**Set exercise**
Find every line in the entries below that contains the word "head", and copy each of those lines.

**Extracted information**
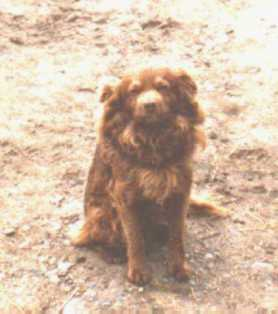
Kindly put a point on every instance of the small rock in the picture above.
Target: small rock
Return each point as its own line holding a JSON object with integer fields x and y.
{"x": 80, "y": 259}
{"x": 63, "y": 268}
{"x": 53, "y": 278}
{"x": 75, "y": 306}
{"x": 17, "y": 40}
{"x": 25, "y": 245}
{"x": 209, "y": 256}
{"x": 26, "y": 228}
{"x": 9, "y": 232}
{"x": 263, "y": 266}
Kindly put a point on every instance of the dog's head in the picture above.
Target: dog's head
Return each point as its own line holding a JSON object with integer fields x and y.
{"x": 154, "y": 95}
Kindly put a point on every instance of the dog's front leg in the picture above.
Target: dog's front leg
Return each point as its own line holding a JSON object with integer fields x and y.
{"x": 176, "y": 207}
{"x": 130, "y": 220}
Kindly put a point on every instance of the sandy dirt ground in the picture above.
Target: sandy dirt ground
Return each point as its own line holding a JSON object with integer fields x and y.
{"x": 54, "y": 57}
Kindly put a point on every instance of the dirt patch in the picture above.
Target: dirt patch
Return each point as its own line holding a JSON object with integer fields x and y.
{"x": 53, "y": 59}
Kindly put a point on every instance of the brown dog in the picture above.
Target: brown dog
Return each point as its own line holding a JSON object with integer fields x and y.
{"x": 141, "y": 175}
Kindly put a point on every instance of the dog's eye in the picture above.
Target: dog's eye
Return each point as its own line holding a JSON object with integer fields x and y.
{"x": 162, "y": 84}
{"x": 134, "y": 87}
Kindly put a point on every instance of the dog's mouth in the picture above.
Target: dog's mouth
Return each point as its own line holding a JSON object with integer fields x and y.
{"x": 153, "y": 120}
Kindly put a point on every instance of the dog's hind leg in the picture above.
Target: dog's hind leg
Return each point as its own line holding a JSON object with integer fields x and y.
{"x": 83, "y": 237}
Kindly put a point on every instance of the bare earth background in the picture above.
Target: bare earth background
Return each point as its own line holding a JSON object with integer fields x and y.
{"x": 54, "y": 56}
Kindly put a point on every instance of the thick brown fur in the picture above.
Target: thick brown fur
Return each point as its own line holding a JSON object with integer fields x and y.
{"x": 139, "y": 184}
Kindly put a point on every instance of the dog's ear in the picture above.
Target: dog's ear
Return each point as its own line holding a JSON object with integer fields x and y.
{"x": 187, "y": 90}
{"x": 110, "y": 88}
{"x": 106, "y": 93}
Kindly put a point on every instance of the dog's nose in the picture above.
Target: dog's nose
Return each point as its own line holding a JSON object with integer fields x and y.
{"x": 150, "y": 106}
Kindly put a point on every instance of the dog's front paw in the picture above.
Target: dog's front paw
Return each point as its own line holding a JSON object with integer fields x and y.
{"x": 180, "y": 271}
{"x": 138, "y": 276}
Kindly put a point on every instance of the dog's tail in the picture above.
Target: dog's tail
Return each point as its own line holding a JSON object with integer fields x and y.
{"x": 205, "y": 207}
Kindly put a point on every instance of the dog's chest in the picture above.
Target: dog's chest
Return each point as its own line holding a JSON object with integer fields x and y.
{"x": 158, "y": 185}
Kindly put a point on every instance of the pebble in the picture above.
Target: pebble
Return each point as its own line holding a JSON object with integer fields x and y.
{"x": 75, "y": 306}
{"x": 80, "y": 259}
{"x": 53, "y": 278}
{"x": 263, "y": 266}
{"x": 209, "y": 256}
{"x": 63, "y": 268}
{"x": 26, "y": 228}
{"x": 9, "y": 232}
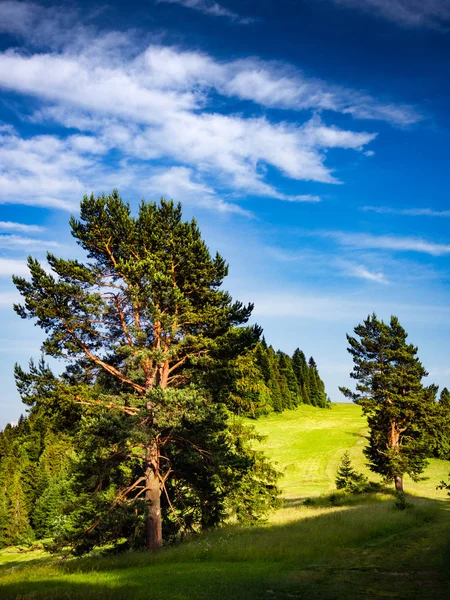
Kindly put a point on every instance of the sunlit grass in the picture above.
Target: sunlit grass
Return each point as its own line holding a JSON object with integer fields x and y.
{"x": 339, "y": 547}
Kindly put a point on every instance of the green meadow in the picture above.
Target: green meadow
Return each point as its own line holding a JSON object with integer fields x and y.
{"x": 333, "y": 547}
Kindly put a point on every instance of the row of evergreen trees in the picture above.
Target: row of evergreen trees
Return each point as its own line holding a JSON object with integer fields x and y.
{"x": 290, "y": 380}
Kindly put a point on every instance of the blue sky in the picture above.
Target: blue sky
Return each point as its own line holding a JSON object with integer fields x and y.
{"x": 310, "y": 138}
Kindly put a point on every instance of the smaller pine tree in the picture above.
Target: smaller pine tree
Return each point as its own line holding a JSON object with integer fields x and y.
{"x": 347, "y": 478}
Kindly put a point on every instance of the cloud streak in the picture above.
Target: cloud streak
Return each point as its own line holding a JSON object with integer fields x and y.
{"x": 385, "y": 242}
{"x": 214, "y": 9}
{"x": 408, "y": 13}
{"x": 10, "y": 226}
{"x": 408, "y": 212}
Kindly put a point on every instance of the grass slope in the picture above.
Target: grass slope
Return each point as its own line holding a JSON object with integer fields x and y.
{"x": 308, "y": 444}
{"x": 363, "y": 548}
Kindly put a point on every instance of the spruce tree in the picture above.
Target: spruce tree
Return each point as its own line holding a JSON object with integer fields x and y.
{"x": 300, "y": 367}
{"x": 287, "y": 372}
{"x": 400, "y": 411}
{"x": 347, "y": 478}
{"x": 140, "y": 321}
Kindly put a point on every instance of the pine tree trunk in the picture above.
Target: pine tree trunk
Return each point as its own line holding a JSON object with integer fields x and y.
{"x": 398, "y": 483}
{"x": 153, "y": 522}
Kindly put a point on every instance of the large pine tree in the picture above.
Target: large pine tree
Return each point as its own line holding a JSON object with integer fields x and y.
{"x": 400, "y": 411}
{"x": 140, "y": 323}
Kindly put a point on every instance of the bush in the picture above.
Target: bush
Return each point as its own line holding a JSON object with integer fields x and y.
{"x": 348, "y": 479}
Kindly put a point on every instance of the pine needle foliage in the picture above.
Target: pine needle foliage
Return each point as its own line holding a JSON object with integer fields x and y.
{"x": 401, "y": 412}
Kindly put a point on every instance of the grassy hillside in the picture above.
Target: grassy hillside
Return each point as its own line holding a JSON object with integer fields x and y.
{"x": 308, "y": 444}
{"x": 362, "y": 548}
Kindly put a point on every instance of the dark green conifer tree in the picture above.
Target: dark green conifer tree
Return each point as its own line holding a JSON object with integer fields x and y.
{"x": 142, "y": 320}
{"x": 400, "y": 411}
{"x": 287, "y": 372}
{"x": 300, "y": 367}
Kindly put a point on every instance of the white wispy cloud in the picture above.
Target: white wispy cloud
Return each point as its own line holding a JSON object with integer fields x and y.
{"x": 332, "y": 307}
{"x": 7, "y": 299}
{"x": 11, "y": 226}
{"x": 12, "y": 242}
{"x": 209, "y": 7}
{"x": 409, "y": 13}
{"x": 178, "y": 182}
{"x": 385, "y": 242}
{"x": 362, "y": 272}
{"x": 152, "y": 103}
{"x": 409, "y": 212}
{"x": 9, "y": 267}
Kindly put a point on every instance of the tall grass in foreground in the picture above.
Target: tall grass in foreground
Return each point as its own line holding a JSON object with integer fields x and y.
{"x": 281, "y": 555}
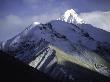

**Finished answer**
Kindly put a point on every instance of the dog's head in the picture above.
Target: dog's head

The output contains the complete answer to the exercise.